» **EXPLORE THE MATERIAL**
[A] List every item of chronic-illness paraphernalia that the text on reinvention and illness names as surrounding the writer.
[B] Say whether each statement agrees with the text on reinvention and illness. Give yes or no and quote the deciding words.
(i) The journal entry is dated 04 April 2016.
(ii) The writer says being ill has changed them.
(iii) The writer sees their situation as a fight to be won.

Invent yourself and then reinvent yourself,
don’t swim in the same slough.
invent yourself and then reinvent yourself
and
stay out of the clutches of mediocrity.

Invent yourself and then reinvent yourself,
change your tone and shape so often that they can
never
categorize you.

Reinvigorate yourself and
accept what is
but only on the terms that you have invented
and reinvented.

be self-taught.

And reinvent your life because you must;
it is your life and
its history
and the present
belongs only to
you.


04 April 2016

The paraphernalia of chronic illness surround me, rule my day, whether I am able to work and play or whether I am folding myself into blankets and soft cushions, there is a little box of medicines beside my bed that starts the day, there are excel sheets with lab data, folders of pathology reports, letters of discharge, certificates to show to the various agencies that finance my existence and so on.

Not a day without the effort to distinguish between being well and being ill but the boundaries are vague some mornings, I swing back and forth, almost violently at times, my mind wants one thing and my body dictates another.

Why do I continue to write this down, why this constant urge to find more words, another metaphor, a sharper description. Some times, all I want is spitting it out, in disgust and with anger. But on other days, I am simply driven by the need to document, to observe and to report, to myself, to the person I may be in weeks, months, years to come. To find a focus and not allow the impact to fade. 
The impact on body and mind. Before it all gets blurred and I should forget my healthy self completely. To let nothing stop me from being in love with my life. Being attentive, memorizing where I am today so that it all makes sense later. Because I forget easily how complete it all is despite the struggles and the sleepless nights, the exhausted evenings. There is no fight, no challenge, really. It may sound dramatic and impressive to some but no, I am simply alive, I am not fighting anything, there is nothing to win (or to lose). In all its difficulty, being ill has not really changed me, the way only I know myself. Maybe not yet, maybe it's too early. Maybe in the future. But today, I don't care.

Natural-language region descriptions:
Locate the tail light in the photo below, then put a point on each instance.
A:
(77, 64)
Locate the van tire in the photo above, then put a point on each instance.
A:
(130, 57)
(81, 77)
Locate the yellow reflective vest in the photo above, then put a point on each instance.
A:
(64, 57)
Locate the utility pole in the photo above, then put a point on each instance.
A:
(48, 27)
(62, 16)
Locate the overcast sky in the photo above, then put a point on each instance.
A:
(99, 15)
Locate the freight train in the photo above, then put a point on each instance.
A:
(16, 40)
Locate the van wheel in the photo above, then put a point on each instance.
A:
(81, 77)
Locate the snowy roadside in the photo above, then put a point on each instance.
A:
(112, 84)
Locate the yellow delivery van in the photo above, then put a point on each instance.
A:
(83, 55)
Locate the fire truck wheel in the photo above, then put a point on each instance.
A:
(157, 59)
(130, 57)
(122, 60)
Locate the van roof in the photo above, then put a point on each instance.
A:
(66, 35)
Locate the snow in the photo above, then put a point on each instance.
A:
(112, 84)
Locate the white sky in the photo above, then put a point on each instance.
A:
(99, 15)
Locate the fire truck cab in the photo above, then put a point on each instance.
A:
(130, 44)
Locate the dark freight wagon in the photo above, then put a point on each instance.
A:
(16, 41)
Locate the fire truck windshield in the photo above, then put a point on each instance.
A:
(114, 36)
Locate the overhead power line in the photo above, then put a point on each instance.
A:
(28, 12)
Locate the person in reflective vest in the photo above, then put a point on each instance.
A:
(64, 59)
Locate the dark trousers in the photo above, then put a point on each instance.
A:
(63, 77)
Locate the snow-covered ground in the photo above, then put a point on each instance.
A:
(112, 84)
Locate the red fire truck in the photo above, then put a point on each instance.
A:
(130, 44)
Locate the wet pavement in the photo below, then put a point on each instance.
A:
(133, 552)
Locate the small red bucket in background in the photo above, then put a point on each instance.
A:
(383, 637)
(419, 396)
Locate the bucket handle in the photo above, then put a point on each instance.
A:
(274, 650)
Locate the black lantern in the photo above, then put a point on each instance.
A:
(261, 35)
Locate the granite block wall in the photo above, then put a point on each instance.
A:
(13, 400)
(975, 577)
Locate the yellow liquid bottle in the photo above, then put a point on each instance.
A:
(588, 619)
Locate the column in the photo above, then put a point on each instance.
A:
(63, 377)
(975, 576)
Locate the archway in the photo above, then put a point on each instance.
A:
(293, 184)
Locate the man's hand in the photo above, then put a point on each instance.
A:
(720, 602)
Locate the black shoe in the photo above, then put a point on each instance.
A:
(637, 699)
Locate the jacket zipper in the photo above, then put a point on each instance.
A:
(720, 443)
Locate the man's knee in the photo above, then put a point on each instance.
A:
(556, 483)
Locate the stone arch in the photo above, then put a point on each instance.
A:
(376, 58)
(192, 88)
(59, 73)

» **SOLUTIONS PER TASK**
[A]
- a little box of medicines beside the bed
- excel sheets with lab data
- folders of pathology reports
- letters of discharge
- certificates to show to the various agencies that finance the writer's existence

[B]
(i) Yes: "04 April 2016"
(ii) No: "being ill has not really changed me"
(iii) No: "I am not fighting anything, there is nothing to win (or to lose)"